▶ **What the task asks**: How many lines in the material below contain the string "horse"? Case matters, and only the number should be given.

[Some records]
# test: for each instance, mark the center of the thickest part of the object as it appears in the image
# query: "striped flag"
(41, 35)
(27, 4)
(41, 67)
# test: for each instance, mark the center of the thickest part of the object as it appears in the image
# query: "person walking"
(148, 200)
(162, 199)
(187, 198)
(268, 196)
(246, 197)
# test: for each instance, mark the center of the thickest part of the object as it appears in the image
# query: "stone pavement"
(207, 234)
--
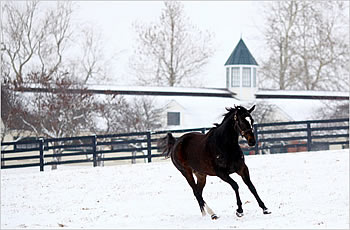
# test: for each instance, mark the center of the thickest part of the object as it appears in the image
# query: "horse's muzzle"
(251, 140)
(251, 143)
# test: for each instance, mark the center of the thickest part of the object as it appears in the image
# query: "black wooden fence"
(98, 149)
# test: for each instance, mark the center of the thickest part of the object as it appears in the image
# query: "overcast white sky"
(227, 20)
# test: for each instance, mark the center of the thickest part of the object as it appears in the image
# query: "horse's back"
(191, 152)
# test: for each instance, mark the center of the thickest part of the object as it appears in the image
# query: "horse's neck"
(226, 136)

▶ **Task response**: 3